● Selected extract
┌────────
Promise of Healthcare Information Technologies
Fueled by American Recovery and Reinvestment Act funding as well as incentives and penalties from the Centers for Medicare & Medicaid Services, implementation of electronic health records in the U.S. is now well over half completed. Integrated healthcare information systems are expected to improve efficiency, quality, and clinical decision support, and to become enabling technology for new provider models like Accountable Care Organizations, which are intended to deliver value-based outcomes.
With security and privacy safeguards, analysis of data from these systems also offers great potential to guide and validate R&D in therapeutics and diagnostics, improve prediction and diagnosis in the clinic, and accelerate development and adoption of "connected health" technologies.
Such improvements in life science research and outcomes depend on continued technology development in the field of big data analytics. Having applications in multiple markets, technology and services for big data analysis are becoming an entirely new industry. Information integration and analysis at this scale, however, will require challenging computational research to accommodate data heterogeneity, scale, variable timing and origins, complexity, and security.
"Connected health" is the patient-based, mobile dimension of healthcare information technology. Many believe that this evolution of telemedicine will improve diagnosis and chronic disease management, increase cost-effective, coordinated access to healthcare, and empower healthcare consumers. Data analysis is already underway, such as one project to stratify re-admission risk for heart patients based on monitored wellness and compliance behavior. Other R&D includes adaptation of social technologies and integration from sensors to workflows to enterprise. Venture capital is an important source of innovation funding in this domain.
New Innovation in Diagnosis & Treatment
Enriched access to healthcare information will also accelerate pharmaceutical R&D, particularly when integrated with proliferating data sets from fast biology instrumentation. Techniques like genome-wide association studies could reveal new druggable targets and associated biomarkers. Comprehensive post-marketing surveillance integrated with phenotype data could provide new insight on drug safety. The overall result will be new vectors of attack on major chronic diseases that are drivers of healthcare costs, as well as greater efficiency to stimulate progress on underserved diseases.
Translational science will be another key biopharmaceutical research area in 2013. NIH Director Dr. Francis Collins wrote that "little focused effort has been devoted to the translational process itself as a scientific problem amenable to innovation." With a mission to catalyze private sector R&D, NIH's National Center for Advancing Translational Sciences recently became operational. New translational technologies will model disease and systems biology more effectively, predict drug safety and efficacy earlier and more accurately, and provide clinical biomarkers for diagnosis and prediction of therapeutic response.
└────────
[Photo-based referring expression lines]
┌────────
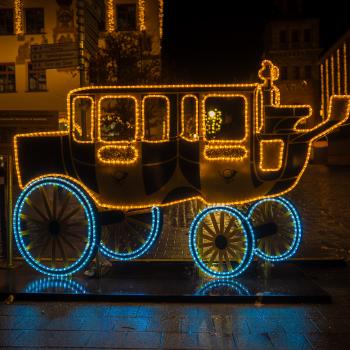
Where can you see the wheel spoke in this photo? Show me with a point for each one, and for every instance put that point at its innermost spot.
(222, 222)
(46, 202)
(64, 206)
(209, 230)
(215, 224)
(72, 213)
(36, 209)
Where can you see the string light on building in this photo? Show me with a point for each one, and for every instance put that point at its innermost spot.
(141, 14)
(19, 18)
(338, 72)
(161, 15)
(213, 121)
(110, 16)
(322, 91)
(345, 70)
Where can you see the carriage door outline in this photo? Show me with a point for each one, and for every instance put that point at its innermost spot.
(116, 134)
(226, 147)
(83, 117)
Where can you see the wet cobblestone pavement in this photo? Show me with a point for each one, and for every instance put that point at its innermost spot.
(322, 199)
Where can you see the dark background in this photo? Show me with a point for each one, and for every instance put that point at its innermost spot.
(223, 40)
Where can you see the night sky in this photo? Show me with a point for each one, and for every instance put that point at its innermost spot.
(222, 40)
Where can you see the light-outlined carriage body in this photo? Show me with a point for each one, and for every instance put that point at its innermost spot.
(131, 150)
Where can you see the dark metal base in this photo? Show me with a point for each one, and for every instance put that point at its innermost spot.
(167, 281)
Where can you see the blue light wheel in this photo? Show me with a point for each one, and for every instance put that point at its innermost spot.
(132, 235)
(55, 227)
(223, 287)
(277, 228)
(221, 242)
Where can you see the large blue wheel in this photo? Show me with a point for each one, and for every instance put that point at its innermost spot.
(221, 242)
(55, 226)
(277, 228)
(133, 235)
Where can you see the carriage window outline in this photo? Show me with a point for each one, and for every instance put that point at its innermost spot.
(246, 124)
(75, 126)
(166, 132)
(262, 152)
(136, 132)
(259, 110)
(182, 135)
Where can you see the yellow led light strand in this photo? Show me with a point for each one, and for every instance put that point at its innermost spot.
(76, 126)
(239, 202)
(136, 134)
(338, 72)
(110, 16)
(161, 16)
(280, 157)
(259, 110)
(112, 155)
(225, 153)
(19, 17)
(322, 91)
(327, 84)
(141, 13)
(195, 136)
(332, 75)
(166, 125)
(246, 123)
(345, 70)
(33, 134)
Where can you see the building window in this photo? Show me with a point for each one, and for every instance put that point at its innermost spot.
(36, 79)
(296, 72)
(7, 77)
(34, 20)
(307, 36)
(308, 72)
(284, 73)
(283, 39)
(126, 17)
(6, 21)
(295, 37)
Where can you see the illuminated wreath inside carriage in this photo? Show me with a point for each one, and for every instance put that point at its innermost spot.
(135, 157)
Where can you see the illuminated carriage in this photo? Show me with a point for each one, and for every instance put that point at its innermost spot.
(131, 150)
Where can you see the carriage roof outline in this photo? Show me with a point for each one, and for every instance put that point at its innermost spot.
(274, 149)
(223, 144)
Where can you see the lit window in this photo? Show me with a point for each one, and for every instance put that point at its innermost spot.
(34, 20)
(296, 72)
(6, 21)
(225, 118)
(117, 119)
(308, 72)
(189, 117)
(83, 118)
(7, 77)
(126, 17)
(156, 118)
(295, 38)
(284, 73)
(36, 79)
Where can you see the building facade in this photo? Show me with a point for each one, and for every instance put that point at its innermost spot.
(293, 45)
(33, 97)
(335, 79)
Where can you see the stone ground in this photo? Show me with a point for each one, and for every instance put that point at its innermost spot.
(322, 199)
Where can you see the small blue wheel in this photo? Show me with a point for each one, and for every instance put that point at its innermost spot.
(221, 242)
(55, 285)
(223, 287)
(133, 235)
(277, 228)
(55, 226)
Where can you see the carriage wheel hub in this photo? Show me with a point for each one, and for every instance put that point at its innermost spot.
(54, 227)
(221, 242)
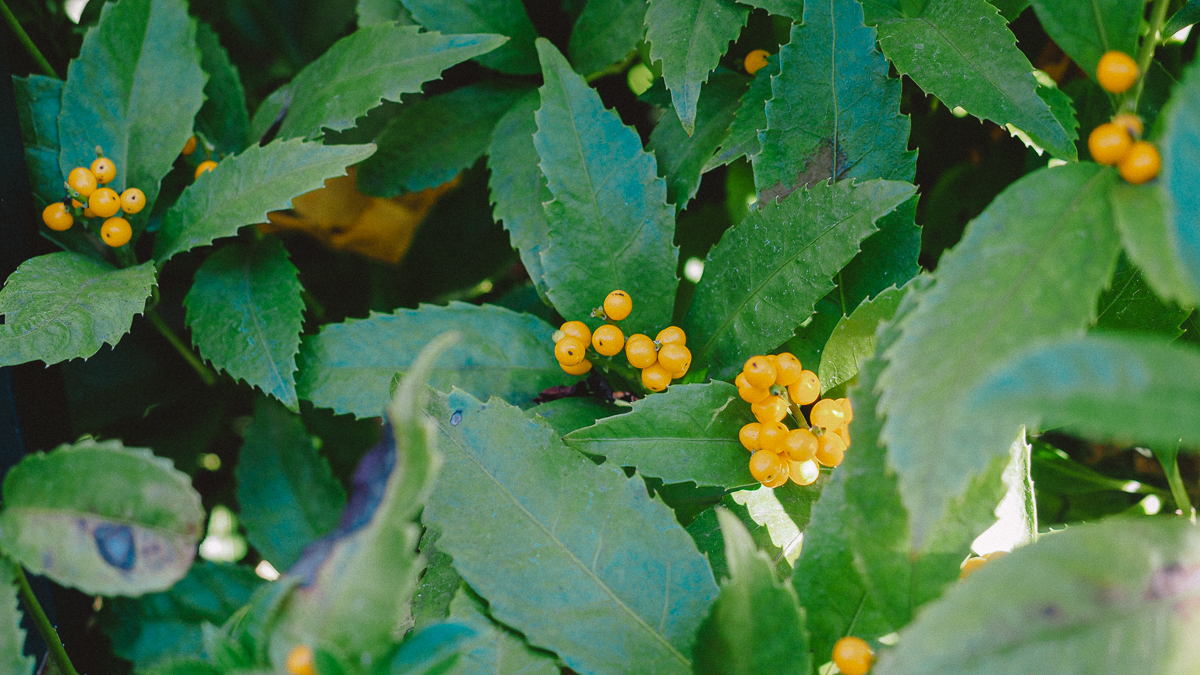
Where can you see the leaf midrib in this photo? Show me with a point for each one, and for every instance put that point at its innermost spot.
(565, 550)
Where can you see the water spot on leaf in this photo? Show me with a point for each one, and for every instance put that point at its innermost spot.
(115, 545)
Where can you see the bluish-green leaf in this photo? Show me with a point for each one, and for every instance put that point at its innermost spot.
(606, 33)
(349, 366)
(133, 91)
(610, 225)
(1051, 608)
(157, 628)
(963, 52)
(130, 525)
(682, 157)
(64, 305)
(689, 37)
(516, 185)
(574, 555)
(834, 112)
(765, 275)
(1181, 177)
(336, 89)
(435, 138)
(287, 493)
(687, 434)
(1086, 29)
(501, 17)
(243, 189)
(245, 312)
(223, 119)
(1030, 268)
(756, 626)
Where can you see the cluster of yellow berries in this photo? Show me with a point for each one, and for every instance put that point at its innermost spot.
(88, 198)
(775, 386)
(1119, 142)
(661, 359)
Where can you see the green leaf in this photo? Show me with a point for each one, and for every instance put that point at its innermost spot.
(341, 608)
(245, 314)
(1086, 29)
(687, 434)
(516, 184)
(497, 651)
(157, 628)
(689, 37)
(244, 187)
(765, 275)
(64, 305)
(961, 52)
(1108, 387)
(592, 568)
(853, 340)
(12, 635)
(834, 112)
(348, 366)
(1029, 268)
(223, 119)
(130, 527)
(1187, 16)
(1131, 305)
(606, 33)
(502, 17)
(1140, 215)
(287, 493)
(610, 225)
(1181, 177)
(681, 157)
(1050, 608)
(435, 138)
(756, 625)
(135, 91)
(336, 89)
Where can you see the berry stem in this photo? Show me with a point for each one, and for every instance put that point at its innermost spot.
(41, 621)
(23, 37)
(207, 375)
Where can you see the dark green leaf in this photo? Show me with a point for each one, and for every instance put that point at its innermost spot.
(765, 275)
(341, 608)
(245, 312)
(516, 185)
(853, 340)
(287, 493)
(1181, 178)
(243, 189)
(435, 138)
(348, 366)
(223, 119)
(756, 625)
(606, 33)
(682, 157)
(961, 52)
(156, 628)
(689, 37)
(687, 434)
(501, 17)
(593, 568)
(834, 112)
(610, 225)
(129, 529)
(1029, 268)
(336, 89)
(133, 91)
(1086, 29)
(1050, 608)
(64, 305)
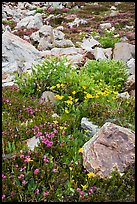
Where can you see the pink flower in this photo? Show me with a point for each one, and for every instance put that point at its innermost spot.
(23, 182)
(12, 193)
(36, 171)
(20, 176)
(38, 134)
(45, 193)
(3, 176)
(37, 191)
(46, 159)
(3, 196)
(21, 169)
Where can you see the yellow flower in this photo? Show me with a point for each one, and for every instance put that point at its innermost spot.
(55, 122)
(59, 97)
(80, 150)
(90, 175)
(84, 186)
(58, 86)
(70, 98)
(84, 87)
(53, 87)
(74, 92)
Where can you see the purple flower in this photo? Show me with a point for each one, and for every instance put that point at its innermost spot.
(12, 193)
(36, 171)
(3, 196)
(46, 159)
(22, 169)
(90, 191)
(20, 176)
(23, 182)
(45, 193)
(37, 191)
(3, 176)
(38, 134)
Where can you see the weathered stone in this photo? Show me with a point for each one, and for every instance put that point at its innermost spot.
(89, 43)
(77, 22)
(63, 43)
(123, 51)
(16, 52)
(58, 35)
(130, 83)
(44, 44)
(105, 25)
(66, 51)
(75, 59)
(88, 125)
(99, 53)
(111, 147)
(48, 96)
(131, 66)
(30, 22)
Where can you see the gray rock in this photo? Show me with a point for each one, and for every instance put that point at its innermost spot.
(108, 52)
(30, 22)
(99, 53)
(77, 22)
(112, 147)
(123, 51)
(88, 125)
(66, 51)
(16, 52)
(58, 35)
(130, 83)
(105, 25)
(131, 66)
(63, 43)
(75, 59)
└────────
● Tasks
A. According to the healthcare information technology text, what has pushed U.S. implementation of electronic health records to well over half completed?
B. Answer these questions using the healthcare information technology text:
(i) Which new provider model are integrated healthcare information systems expected to enable?
(ii) What is named as an important source of innovation funding in the connected health domain?
(iii) Which NIH center recently became operational with a mission to catalyze private sector R&D?
C. Reproduce the part of the healthcare information technology text that opens with the words containing "Translational science will" and closes with "of therapeutic response.".

● Results by task
A. Funding from the American Recovery and Reinvestment Act, together with incentives and penalties from the Centers for Medicare & Medicaid Services, has driven the implementation.

B.
(i) Accountable Care Organizations
(ii) Venture capital
(iii) The National Center for Advancing Translational Sciences

C.
Translational science will be another key biopharmaceutical research area in 2013. NIH Director Dr. Francis Collins wrote that "little focused effort has been devoted to the translational process itself as a scientific problem amenable to innovation." With a mission to catalyze private sector R&D, NIH's National Center for Advancing Translational Sciences recently became operational. New translational technologies will model disease and systems biology more effectively, predict drug safety and efficacy earlier and more accurately, and provide clinical biomarkers for diagnosis and prediction of therapeutic response.